Coordinate annotation entries:
------------

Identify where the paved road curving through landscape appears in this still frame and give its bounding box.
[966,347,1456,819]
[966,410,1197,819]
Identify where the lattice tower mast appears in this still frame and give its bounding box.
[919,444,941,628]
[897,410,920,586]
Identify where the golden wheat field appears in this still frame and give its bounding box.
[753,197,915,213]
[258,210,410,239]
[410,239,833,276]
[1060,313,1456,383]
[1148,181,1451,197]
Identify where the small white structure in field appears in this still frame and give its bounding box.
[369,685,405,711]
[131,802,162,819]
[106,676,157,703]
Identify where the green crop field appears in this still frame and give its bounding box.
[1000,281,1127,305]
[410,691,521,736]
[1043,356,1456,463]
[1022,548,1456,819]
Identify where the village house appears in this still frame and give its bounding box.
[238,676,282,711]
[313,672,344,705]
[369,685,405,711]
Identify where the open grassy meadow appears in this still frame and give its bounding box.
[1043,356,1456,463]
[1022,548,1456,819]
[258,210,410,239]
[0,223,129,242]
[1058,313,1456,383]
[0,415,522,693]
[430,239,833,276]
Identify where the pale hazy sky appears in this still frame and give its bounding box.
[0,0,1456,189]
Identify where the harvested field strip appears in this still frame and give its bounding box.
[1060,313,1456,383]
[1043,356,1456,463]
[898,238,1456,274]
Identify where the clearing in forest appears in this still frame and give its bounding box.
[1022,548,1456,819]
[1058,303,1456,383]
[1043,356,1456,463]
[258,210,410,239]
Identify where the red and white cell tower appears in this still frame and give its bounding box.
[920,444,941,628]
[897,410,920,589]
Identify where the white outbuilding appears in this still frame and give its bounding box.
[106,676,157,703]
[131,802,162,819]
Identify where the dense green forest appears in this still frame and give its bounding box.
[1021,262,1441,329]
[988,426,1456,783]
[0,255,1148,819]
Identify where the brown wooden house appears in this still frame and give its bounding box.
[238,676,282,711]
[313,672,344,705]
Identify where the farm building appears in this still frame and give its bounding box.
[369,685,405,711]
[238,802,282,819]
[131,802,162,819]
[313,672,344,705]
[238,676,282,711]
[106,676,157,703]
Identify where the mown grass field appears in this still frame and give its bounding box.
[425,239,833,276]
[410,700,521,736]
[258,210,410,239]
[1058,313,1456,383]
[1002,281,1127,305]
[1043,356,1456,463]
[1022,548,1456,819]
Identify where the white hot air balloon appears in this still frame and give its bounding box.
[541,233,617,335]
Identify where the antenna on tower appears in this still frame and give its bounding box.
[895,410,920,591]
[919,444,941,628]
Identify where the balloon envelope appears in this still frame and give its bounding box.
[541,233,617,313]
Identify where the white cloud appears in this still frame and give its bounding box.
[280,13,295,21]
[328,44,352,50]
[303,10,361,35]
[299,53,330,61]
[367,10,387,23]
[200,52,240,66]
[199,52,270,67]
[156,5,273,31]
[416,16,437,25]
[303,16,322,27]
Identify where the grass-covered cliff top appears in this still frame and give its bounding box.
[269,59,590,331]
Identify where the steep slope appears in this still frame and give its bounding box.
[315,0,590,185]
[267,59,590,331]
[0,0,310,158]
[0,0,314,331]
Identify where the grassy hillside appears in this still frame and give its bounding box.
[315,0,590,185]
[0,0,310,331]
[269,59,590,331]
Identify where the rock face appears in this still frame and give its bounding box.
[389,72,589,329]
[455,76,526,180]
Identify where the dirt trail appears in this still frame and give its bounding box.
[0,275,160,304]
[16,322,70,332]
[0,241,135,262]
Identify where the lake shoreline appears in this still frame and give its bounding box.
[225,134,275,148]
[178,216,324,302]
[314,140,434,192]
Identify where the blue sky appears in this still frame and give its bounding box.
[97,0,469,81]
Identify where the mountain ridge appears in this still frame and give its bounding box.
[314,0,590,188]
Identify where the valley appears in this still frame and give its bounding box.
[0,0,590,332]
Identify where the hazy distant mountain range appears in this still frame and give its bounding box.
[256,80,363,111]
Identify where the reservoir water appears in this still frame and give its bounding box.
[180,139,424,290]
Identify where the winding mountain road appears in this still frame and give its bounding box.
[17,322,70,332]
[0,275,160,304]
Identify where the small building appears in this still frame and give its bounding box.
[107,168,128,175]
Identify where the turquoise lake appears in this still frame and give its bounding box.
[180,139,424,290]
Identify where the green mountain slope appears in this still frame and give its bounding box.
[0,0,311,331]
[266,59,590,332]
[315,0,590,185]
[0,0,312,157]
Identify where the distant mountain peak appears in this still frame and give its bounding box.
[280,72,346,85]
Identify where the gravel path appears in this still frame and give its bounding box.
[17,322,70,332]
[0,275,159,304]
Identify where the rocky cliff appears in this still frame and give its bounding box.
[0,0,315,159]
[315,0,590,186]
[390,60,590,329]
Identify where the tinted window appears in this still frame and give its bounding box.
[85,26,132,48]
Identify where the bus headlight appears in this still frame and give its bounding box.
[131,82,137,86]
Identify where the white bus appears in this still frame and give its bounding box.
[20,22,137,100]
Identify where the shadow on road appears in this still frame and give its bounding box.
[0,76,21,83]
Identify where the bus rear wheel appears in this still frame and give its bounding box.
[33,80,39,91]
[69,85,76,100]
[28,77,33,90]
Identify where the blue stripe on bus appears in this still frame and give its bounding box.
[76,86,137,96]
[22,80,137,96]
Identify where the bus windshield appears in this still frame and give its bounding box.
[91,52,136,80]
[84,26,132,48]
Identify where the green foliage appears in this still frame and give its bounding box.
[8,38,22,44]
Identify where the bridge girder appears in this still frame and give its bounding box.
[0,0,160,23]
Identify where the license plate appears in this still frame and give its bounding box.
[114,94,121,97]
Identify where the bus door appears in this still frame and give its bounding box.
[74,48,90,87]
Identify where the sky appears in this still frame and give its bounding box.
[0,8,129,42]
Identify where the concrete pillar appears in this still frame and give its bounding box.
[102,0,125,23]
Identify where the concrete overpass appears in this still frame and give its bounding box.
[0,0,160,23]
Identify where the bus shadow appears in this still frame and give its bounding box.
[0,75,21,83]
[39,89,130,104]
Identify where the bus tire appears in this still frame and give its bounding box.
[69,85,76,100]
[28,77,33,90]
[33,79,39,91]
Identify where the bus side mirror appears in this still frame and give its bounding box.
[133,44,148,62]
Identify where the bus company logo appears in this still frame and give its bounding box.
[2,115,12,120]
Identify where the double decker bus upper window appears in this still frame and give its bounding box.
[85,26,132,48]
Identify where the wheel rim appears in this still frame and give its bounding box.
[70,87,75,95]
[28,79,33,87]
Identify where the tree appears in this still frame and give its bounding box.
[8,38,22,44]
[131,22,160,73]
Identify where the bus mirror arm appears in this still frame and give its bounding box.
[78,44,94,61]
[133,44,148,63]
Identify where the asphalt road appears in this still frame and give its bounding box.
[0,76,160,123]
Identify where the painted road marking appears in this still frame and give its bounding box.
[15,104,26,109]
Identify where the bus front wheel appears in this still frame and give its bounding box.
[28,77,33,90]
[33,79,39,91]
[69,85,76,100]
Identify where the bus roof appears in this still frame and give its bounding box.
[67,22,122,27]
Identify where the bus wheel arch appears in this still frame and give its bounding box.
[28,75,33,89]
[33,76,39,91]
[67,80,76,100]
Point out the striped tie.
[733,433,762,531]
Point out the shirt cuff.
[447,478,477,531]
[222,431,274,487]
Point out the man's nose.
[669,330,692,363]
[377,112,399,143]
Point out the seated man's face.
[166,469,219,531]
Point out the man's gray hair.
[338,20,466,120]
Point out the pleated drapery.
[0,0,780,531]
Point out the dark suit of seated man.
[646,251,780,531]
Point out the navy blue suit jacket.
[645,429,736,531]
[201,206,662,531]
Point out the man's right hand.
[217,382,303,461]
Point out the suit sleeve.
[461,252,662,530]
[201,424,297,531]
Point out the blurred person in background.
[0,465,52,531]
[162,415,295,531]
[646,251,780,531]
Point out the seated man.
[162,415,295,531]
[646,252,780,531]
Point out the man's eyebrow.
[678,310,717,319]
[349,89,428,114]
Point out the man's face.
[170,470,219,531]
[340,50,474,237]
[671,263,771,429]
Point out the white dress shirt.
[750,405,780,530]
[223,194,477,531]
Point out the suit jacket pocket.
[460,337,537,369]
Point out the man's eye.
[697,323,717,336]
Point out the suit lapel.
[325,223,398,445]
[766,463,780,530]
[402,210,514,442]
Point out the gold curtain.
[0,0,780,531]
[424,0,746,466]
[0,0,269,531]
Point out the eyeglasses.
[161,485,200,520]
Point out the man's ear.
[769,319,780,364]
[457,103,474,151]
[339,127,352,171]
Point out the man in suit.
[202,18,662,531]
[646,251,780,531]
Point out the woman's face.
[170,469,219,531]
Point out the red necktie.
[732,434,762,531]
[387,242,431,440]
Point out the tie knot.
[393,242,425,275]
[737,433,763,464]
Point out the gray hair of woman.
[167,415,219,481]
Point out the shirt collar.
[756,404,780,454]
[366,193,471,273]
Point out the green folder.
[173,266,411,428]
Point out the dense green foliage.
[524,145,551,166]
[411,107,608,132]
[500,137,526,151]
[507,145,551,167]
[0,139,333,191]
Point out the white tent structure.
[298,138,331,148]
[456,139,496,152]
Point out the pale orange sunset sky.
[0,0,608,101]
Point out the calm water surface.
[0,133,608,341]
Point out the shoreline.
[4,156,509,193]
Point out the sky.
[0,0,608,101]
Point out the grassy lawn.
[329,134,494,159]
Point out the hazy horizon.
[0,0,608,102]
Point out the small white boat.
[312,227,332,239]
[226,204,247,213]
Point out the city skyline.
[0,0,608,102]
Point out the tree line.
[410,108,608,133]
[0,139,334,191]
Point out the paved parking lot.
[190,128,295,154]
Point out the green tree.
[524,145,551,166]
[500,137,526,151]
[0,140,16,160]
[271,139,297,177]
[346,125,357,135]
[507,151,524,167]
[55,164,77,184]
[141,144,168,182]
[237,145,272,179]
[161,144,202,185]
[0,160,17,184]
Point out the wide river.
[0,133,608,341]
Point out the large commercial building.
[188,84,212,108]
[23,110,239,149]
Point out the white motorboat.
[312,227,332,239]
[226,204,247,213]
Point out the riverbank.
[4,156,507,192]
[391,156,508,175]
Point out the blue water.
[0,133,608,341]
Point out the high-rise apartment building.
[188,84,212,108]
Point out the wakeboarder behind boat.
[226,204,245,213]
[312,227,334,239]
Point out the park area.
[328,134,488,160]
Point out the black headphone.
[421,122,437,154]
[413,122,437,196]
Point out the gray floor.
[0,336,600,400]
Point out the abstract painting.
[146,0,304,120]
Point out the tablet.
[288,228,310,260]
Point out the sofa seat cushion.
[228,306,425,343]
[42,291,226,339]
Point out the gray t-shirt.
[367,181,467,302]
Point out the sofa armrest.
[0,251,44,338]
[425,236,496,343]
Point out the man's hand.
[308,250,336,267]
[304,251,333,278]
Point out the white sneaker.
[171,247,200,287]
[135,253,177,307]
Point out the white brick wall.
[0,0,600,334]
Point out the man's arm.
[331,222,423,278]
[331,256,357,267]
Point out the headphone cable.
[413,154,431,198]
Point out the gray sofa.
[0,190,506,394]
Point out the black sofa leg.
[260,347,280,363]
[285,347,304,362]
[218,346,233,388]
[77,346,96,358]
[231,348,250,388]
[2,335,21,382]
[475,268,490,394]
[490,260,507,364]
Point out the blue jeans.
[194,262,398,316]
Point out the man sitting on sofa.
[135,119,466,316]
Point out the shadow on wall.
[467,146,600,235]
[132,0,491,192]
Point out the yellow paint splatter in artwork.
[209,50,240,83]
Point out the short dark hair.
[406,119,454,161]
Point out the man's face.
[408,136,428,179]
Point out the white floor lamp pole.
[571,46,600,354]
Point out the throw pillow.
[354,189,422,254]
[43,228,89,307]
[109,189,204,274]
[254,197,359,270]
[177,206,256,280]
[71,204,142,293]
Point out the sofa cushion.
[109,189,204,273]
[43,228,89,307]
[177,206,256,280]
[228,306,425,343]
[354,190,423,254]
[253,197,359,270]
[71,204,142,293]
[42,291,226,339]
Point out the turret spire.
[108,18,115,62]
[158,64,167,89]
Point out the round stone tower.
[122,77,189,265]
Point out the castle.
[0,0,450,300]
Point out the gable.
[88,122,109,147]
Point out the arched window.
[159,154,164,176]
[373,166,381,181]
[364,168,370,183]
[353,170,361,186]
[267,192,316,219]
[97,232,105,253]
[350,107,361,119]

------------

[Task goal]: Render the lines of the items as a numbered list, starting at the line that contains "Identify where the bus windshield" and ending at the line that contains "[102,0,125,23]", and leave out any blank lines.

[Complete answer]:
1. Identify where the bus windshield appears in this still frame and give its bounding box.
2. [91,52,136,80]
3. [84,26,132,48]
4. Identify where the green foliage appears in this still frame and give its bounding box.
5. [8,38,22,44]
6. Identify where the bridge girder appears in this still frame and give its bounding box.
7. [0,0,160,23]
8. Identify where the license plate appears in this still frame and give its bounding box.
9. [114,94,121,97]
10. Identify where the bus door appears in this still frame and give its bounding box.
11. [74,48,90,87]
12. Identify where the sky appears in this still frame and give its bounding box.
13. [0,8,129,42]
14. Identify where the concrete pillar appears in this still frame and give its bounding box.
15. [102,0,125,23]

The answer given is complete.